Exercise details = Quote all of the data below exactly, please.

Dataset records =
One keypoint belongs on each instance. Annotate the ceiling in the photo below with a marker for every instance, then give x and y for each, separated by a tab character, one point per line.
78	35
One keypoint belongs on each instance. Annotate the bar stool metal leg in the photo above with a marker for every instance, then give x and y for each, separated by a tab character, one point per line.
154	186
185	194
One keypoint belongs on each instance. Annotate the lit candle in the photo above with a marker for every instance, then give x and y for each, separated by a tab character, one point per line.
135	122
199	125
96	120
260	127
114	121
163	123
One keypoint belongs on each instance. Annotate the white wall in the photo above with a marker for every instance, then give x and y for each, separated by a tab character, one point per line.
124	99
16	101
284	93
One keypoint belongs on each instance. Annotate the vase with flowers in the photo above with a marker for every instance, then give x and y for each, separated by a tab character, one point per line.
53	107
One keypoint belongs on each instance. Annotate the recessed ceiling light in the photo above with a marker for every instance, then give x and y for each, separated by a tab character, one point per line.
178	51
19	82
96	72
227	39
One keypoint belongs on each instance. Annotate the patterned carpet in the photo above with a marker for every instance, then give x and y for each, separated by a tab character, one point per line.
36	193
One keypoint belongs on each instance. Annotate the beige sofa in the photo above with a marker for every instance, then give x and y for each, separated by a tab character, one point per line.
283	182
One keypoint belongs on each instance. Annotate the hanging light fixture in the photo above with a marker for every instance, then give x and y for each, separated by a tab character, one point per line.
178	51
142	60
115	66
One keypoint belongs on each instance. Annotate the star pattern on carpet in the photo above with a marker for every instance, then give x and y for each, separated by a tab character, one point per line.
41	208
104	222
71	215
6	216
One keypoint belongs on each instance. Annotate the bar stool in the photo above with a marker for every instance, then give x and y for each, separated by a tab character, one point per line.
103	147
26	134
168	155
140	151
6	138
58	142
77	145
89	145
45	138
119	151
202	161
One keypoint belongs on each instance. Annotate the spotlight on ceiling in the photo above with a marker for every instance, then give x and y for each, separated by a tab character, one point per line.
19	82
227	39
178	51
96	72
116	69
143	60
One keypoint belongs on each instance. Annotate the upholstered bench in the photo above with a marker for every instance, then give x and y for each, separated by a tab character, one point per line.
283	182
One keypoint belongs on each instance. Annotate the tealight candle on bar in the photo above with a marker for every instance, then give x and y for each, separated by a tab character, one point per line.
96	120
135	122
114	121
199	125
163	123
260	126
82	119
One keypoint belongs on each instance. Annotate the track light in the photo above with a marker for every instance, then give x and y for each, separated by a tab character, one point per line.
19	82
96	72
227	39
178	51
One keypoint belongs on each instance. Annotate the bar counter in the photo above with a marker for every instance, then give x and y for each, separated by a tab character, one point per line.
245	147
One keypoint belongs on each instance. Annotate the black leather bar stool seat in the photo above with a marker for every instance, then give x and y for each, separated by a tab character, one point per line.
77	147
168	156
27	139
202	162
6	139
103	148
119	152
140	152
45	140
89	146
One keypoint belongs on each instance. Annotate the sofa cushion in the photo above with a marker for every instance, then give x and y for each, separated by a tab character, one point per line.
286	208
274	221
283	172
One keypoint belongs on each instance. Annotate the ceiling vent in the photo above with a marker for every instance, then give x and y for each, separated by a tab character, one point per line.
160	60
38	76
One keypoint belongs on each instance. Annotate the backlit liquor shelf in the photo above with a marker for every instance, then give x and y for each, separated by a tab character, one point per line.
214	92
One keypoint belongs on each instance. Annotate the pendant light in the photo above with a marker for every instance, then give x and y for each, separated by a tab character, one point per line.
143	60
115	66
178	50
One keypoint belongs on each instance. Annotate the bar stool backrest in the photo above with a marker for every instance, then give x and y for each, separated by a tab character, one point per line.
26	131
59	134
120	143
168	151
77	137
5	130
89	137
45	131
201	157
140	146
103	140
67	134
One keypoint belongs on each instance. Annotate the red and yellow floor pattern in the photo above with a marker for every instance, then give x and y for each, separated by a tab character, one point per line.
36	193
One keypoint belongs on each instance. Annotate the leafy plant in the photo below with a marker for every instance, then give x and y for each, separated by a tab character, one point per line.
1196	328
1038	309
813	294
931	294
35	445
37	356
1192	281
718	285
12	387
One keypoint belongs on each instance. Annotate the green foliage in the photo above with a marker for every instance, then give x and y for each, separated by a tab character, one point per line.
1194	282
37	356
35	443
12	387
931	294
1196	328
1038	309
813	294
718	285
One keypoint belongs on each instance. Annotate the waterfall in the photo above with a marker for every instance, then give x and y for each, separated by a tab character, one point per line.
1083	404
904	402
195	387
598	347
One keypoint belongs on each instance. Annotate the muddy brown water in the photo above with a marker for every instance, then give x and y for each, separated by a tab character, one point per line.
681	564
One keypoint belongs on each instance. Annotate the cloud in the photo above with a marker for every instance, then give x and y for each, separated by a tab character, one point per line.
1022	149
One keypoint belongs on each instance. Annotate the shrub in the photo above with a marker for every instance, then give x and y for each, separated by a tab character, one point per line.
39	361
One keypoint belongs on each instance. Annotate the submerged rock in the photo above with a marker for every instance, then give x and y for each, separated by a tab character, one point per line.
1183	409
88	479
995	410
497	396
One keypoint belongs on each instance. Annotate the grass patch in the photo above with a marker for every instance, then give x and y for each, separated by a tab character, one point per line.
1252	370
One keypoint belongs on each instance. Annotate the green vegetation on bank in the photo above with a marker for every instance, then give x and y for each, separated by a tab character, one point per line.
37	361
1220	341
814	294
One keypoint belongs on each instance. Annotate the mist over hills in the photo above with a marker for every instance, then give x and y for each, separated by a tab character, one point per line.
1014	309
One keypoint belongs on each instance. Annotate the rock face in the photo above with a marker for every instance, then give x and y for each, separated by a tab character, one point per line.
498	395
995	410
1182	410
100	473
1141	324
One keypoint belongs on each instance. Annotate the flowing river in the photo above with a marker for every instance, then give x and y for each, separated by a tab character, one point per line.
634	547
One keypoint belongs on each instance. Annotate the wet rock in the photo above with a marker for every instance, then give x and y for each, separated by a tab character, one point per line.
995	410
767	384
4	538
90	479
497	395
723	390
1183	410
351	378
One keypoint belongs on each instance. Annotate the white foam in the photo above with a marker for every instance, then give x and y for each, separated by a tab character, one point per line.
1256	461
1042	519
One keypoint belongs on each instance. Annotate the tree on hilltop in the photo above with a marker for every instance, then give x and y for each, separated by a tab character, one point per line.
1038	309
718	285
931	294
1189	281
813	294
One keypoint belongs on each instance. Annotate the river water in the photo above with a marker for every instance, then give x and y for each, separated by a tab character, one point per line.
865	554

Correct response =
One keypoint belongs on each instance. Annotate the ceiling in the photo below with a marker for every instance, then give x and y for each, separated by a tab character, one point per line.
78	35
One keypoint belongs on each instance. Annotate the bar stool metal leg in the photo above with a marker for every instance, then give x and y for each, separated by a tab character, one point per line.
154	186
185	194
One keypoint belongs on each instance. Annotate the lit candle in the photo above with a marker for every instance, then give x and y for each, separated by a tab character, one point per line.
135	122
199	125
96	120
260	127
114	121
163	123
One keypoint belongs on each instance. Annotate the white wall in the photo above with a marker for every instance, then give x and y for each, separated by a tab character, one point per line.
124	99
16	101
284	93
One keypoint belongs on each instance. Annotate the vase with flowers in the photo above with a marker for every instance, then give x and y for each, separated by a tab character, one point per line.
53	107
One keypoint belongs on each instance. Annotate the recessed ceiling light in the photo above with a marker for every instance, then give x and y for each, separated by a tab character, one point per line.
178	51
19	82
96	72
227	39
One keypoint belongs on each instance. Annotate the patterned carpet in the photo above with a marker for every instance, then give x and y for each, separated by a tab character, one point per line.
36	193
One keypoint belongs on each instance. Annotate the beige sofa in the photo above with a marker for every instance, then give x and y for each, separated by a tab character, one point per line.
283	182
One keypoint belongs on each instance. Annotate the hanging light fixture in the photo above with a marker for every instance, then give x and y for each, separated by a tab character, one point per line.
178	51
142	60
115	66
One keypoint belongs on each instance. Annotate the star pattern on carpet in the photo above with a marker for every instance, then give x and y for each, separated by a tab character, one point per line.
41	208
104	222
71	215
6	216
One keypoint belongs on each instance. Annotate the bar stool in the photo above with a marker for every instance, then give x and y for each, separated by a tab character, one point per line.
103	147
26	134
168	155
140	151
6	138
58	142
77	145
89	145
45	138
119	151
202	161
One keypoint belongs on each instance. Annotate the spotlight on ceiling in the photo above with a marker for every instance, then give x and y for each, separated by a tab character, one point per line.
19	82
227	39
178	51
96	72
116	69
143	60
One keypoint belongs on each instance. Annotate the upholstered bench in the photo above with a marker for every instance, then give x and y for each, separated by a tab character, one point per line.
283	182
One keypoint belongs on each instance. Annotate the tealight candle on bar in the photo above with a marker for every instance, then give x and y for each, separated by a tab character, one point per line.
96	120
135	122
114	121
199	125
163	123
260	126
82	119
One keypoint belongs on each instance. Annotate the track light in the photo above with a marker for every instance, then give x and y for each, separated by a tab character, one point per line.
19	82
96	72
227	39
178	51
One keypoint belongs on each instance. Annotate the bar counter in the photo above with a marker for every instance, then give x and y for each, separated by a tab character, one point per line.
245	147
One keypoint belongs on each instance. Annotate the black leather bar stool seat in the photo above with a marker for every instance, then give x and y for each, separated by a tab character, one point per line.
77	147
168	156
27	139
202	162
6	139
103	148
119	152
140	152
45	140
89	146
One keypoint belongs on each instance. Annotate the sofa cushion in the photo above with a marker for every instance, then give x and y for each, separated by a tab character, one point per line.
286	208
274	221
283	172
One keypoint belongs on each instance. Annotate the ceiling vent in the photo above with a marker for every instance, then give x and y for each, separated by a tab character, one point per line.
160	60
38	76
One keypoint belongs on each instance. Annotate the backlit liquor shelf in the photo above with a marker for every instance, then give x and y for each, separated by a tab character, one point per line.
214	92
One keypoint belongs on each instance. Annotate the pendant light in the photo above with a marker for every instance, then give x and y for each, separated by a tab character, one point per line.
143	60
115	66
178	50
One keypoint belongs on each instance. Annotate the bar stool backrest in the photo above with a marker for every instance, then give x and y for each, separated by a tab character, one point per line.
26	131
59	134
120	143
168	151
77	137
5	130
89	137
45	131
201	157
140	146
103	140
67	134
One keypoint belongs on each instance. Annotate the red and yellow floor pattern in the photo above with a marker for every instance, then give x and y for each, separated by a tab character, one point per line.
36	193
One keypoint belongs on each instance. Annotate the leafy plant in the photo below with a marker for every instance, then give x and y for each, separated by a tab character, one point per line.
1196	328
1038	309
813	294
931	294
35	445
37	356
1192	281
718	285
12	387
One keypoint belongs on each instance. Annotate the green foliage in the photo above with a marker for every instance, then give x and y for each, separated by a tab character, one point per line.
1194	282
37	356
35	443
12	387
931	294
1196	328
1038	309
813	294
718	285
One keypoint belongs on each instance. Annotate the waterfall in the photo above with a marker for every instance, then give x and y for each, separated by a tab character, one point per line.
1083	404
904	402
195	387
598	347
One keypoint belongs on each instance. Annotate the muddy brown water in the photo above with a marker for every instance, then give x and y for each, separated by a tab character, one point per line.
681	564
One keypoint belongs on each instance. Annotate the cloud in the photo above with a marker for every instance, then give x and y for each, separated by a tab character, one point per line.
1022	149
One keypoint belongs on each instance. Annotate the shrub in the photo above with a marker for every instance, then give x and y for each, separated by a tab character, one point per line.
39	361
One keypoint belongs on each instance. Annotate the submerged rock in the photo above with a marker for every instance, then give x and y for each, separated by a tab character, one point per line.
1183	409
88	479
995	410
497	396
One keypoint belongs on each instance. Annotate the grass patch in the photo above with a marker for every instance, then give x and y for each, separated by a tab character, one point per line.
1252	370
One keypoint belongs on each instance. Annotate the green vegetation on bank in the photo above with a marker for every instance, then give x and y for each, separated by a tab character, one point per line.
37	361
1220	341
814	294
One keypoint belongs on each instance. Annotate the mist over hills in the photo above with a marker for every instance, then give x and y for each, separated by a tab character, one point per line.
1014	309
One keypoint belongs on each instance. Annotate the rock face in the photo above with a marker for every instance, then give x and y for each, separated by a tab character, one point per line.
498	395
995	410
1182	410
100	473
1141	324
One keypoint belongs on each instance. Annotate the flowing river in the photo above with a marker for every instance, then give x and y for each, separated by a tab character, one point per line.
634	547
One keypoint belongs on each instance. Annotate the wet rock in the photo above with a marker for every instance, then give x and y for each, separated by a tab character, one point per line.
995	410
767	384
4	538
90	479
497	395
723	390
1183	410
351	378
One keypoint belongs on each instance. Annotate the white foam in the photo above with a marker for every instance, then give x and y for each, separated by a tab character, one point per line.
1256	461
1042	519
One keypoint belongs on each instance. Annotate the tree on hilltop in the photo above with a marker for every instance, then give x and y for each, separated by a tab character, one point per line.
1038	309
718	285
931	294
1189	281
813	294
One keypoint belongs on each instance. Annotate the river water in the photo above with a marker for every instance, then give x and y for each, separated by a tab character, one point per line.
865	554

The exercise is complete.